Exercise aim =
Please rewrite the lines from the first one through the line with "Target: sandy soil", swapping "even-odd" for "nonzero" and leaving everything else unchanged.

Provided data =

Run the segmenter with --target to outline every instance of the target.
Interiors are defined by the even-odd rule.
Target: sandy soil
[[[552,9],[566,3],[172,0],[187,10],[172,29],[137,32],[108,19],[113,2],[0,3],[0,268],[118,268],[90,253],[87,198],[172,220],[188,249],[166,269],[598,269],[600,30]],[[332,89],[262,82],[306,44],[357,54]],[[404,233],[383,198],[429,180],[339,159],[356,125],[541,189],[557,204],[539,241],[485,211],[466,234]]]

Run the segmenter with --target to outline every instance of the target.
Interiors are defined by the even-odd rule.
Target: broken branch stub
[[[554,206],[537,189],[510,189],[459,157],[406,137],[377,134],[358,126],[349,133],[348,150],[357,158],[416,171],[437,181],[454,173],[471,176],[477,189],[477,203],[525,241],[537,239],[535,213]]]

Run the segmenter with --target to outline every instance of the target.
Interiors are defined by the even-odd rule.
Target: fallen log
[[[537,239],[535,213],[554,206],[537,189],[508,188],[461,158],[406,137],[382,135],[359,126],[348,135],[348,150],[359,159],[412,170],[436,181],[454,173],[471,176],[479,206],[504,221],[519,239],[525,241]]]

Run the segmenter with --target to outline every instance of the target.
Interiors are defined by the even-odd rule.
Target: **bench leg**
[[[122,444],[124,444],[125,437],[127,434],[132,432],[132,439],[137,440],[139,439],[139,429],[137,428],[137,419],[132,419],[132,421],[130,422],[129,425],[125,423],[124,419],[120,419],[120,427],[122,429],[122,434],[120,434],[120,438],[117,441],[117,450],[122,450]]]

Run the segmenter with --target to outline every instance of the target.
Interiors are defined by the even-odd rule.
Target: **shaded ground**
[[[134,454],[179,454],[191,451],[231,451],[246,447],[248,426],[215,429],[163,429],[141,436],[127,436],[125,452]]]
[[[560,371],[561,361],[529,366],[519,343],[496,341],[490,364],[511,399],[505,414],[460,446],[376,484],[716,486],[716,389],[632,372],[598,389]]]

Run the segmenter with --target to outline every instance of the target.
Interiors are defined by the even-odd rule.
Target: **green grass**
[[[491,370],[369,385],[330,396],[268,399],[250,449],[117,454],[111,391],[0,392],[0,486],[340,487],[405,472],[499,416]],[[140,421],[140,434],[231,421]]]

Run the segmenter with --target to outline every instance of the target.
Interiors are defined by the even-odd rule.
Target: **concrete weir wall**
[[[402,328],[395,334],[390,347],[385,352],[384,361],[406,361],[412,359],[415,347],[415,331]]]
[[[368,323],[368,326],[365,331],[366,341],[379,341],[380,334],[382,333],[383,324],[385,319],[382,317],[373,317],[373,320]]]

Final result =
Run the segmenter with --target to outline every instance of the target.
Interiors are defined by the nonzero rule.
Target: sandy soil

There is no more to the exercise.